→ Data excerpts

------------------------------------

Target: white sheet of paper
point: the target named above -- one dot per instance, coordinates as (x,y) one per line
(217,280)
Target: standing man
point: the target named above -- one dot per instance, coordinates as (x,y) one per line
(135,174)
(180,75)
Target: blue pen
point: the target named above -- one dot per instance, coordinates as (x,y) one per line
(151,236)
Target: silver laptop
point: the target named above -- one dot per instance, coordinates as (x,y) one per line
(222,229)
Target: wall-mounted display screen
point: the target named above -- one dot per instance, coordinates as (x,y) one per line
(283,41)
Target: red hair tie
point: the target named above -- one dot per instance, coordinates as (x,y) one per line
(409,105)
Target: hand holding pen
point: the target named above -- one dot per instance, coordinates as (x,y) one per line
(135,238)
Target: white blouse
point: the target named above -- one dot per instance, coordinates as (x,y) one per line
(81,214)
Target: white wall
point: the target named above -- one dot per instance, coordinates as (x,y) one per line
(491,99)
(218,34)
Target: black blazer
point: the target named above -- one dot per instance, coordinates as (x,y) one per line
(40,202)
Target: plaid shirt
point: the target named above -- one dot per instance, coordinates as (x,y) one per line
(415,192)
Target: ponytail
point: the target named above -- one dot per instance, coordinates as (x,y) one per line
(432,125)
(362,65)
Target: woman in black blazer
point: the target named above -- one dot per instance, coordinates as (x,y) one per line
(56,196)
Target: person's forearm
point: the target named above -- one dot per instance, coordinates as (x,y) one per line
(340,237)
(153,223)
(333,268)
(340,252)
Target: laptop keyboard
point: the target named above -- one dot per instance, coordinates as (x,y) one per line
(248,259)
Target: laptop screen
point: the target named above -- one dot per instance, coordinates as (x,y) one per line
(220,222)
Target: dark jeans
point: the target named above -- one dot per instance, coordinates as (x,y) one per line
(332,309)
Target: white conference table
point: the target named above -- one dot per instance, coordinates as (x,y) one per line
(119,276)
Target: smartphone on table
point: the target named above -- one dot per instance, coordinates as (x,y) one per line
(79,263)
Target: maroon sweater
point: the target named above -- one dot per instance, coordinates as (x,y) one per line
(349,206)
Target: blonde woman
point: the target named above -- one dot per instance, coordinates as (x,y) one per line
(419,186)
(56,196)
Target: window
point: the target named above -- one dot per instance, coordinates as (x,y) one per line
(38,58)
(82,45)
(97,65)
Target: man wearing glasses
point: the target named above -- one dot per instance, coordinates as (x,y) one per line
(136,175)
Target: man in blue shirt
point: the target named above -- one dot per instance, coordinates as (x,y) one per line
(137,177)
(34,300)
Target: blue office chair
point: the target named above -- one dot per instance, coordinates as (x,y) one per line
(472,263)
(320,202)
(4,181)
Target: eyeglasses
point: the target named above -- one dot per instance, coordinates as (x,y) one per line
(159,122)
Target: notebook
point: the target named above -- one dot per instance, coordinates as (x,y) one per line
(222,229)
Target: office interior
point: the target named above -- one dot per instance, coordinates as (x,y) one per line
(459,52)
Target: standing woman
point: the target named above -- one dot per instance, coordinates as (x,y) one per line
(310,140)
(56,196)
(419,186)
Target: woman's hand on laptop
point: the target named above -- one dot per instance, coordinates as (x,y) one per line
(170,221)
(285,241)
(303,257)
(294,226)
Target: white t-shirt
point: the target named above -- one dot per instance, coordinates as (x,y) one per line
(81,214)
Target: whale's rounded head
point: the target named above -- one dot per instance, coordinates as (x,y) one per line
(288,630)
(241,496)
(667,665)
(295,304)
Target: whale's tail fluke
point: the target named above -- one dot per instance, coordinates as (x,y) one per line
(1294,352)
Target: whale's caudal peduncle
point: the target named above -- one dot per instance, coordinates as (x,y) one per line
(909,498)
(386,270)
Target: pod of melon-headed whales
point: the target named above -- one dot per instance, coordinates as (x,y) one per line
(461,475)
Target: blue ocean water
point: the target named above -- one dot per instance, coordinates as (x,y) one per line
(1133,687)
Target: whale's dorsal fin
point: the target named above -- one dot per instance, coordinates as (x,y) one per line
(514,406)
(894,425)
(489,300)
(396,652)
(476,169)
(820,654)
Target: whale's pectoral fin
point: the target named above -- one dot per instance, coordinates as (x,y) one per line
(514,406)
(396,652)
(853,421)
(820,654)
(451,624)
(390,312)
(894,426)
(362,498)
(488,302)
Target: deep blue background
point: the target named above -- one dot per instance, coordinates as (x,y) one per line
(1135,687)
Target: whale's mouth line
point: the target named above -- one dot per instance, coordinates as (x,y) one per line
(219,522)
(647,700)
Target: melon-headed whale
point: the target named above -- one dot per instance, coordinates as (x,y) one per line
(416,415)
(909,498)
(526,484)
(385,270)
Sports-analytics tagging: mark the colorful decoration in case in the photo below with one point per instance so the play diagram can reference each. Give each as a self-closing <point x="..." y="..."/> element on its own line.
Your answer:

------------------------------------

→ What is required
Every entry must be printed again, exactly as it reads.

→ Completed task
Target: white sheet of paper
point: the target named above -- one dot per instance, coordinates as (x,y) one per line
(217,280)
Target: standing man
point: the target named above -- one dot per instance, coordinates as (x,y) one per line
(135,174)
(180,75)
Target: blue pen
point: the target named above -- one dot per instance, coordinates as (x,y) one per line
(151,236)
Target: silver laptop
point: the target named above -- one dot per instance, coordinates as (x,y) one per line
(222,229)
Target: wall-mounted display screen
point: the target named above -- one dot per instance, coordinates as (x,y) one per line
(283,41)
Target: red hair tie
point: the target named above -- one dot per instance, coordinates as (x,y) one per line
(409,105)
Target: hand holding pen
point: the target named above -- one dot per instance, coordinates as (x,y) one per line
(135,238)
Target: white blouse
point: the target named above -- one dot per instance, coordinates as (x,y) one per line
(81,214)
Target: white wall
point: the target named above -- one dot per instance, coordinates as (x,y) one per line
(491,99)
(218,34)
Target: black blazer
point: the target named above -- one dot per instance, coordinates as (x,y) one per line
(40,202)
Target: plaid shirt
point: the target named above -- one dot per instance, coordinates as (x,y) one per line
(415,192)
Target: ponytail
point: the target named above -- one dot per instance, coordinates as (x,y) one per line
(432,125)
(362,65)
Target: woman in black blazer
point: the target named above -- one dot per instance, coordinates as (x,y) one per line
(56,196)
Target: person's forearm
point: the target named above -- one dot per instance, coordinates as (x,y) one per line
(340,237)
(153,223)
(333,268)
(340,252)
Target: laptop keyboard
point: the target named above -- one dot per instance, coordinates as (x,y) one per line
(248,259)
Target: laptop screen
point: the target named above -- one dot per instance, coordinates as (x,y) one per line
(220,222)
Target: dark jeans
point: the target named above -- one dot per instance, coordinates as (x,y) one per line
(332,309)
Target: white conference table
point: the target named above -- one dot per instance, coordinates as (x,y) one per line
(119,276)
Target: smartphone on table
point: the target named above -- one dot per instance, coordinates as (x,y) one per line
(79,263)
Target: maroon sweater
point: the target named above -- one dot per instance, coordinates as (x,y) one per line
(349,206)
Target: blonde woman
point: the target named above -- one dot per instance, coordinates as (x,y) one per line
(419,186)
(56,196)
Target: window
point: the target named above -- one dot per instance, coordinates as (x,y) one per line
(38,58)
(82,45)
(97,65)
Target: man wearing glasses
point: the target named above -- one dot per instance, coordinates as (x,y) one per line
(136,175)
Target: man in blue shirt
point: the target named above -- one dot per instance, coordinates as (x,y) one per line
(137,177)
(34,300)
Target: blue office chair
point: the target named above -- one dot per instance, coordinates as (x,y) one per line
(472,263)
(320,202)
(4,181)
Target: eyeglasses
point: the target named above -- one dot per instance, coordinates as (x,y) one per line
(159,122)
Target: notebook
point: the target named above -- one dot per instance, coordinates as (x,y) one per line
(222,229)
Target: office interior
point: the target named above -- one dot per instance, coordinates as (x,y) one per line
(459,52)
Target: standing woman
point: the target named above -- one dot per instance, coordinates as (x,y) one per line
(310,140)
(56,196)
(419,186)
Target: woman's hand on laptop
point: the target named above -- one dot per instance, coordinates as (x,y) one per line
(170,221)
(285,241)
(303,257)
(294,226)
Target: white t-shirt
point: the target named above -- one dot per instance, coordinates as (x,y) one per line
(81,214)
Target: whale's rounded head
point: the target named above -- one dot per instance, coordinates as (x,y) one per line
(288,630)
(241,496)
(667,665)
(295,304)
Target: whale's tail fluke
point: the target named above -- one dot per instance, coordinates as (x,y) one per line
(1294,352)
Target: whale's caudal peduncle
point: the target named above -- one dot per instance, coordinates as (x,y) one per line
(909,498)
(386,270)
Target: pod of melon-headed whales
point: the target named above -- one dot per instance, coordinates as (x,y) one per line
(461,475)
Target: blue ocean water
point: the target named above -- one dot per instance, coordinates as (x,y) one per line
(1133,687)
Target: whale's dorsal fin
point: the target named above -- one dot per instance, coordinates as (x,y) one per line
(514,406)
(894,425)
(489,300)
(396,652)
(476,169)
(820,654)
Target: whale's pectoral fin
point: the target named above -- one dot per instance, coordinates as (x,y) one per line
(514,406)
(396,652)
(853,421)
(820,654)
(451,624)
(390,312)
(894,426)
(362,498)
(488,302)
Target: deep blue background
point: the target named above -- one dot per instance, coordinates as (x,y) one per line
(1135,687)
Target: whale's mouth line
point: the target named above -- one dot per instance, coordinates as (x,y) one per line
(219,522)
(647,700)
Target: melon-headed whale
point: the target named above -- one dot per instance, coordinates as (x,y) one per line
(416,415)
(909,498)
(526,484)
(385,270)
Sports-analytics tagging: mark the colorful decoration in case in the photo below with one point per instance so the play diagram can reference each. Give each as a self-closing <point x="..." y="..."/> element on its own line.
Your answer:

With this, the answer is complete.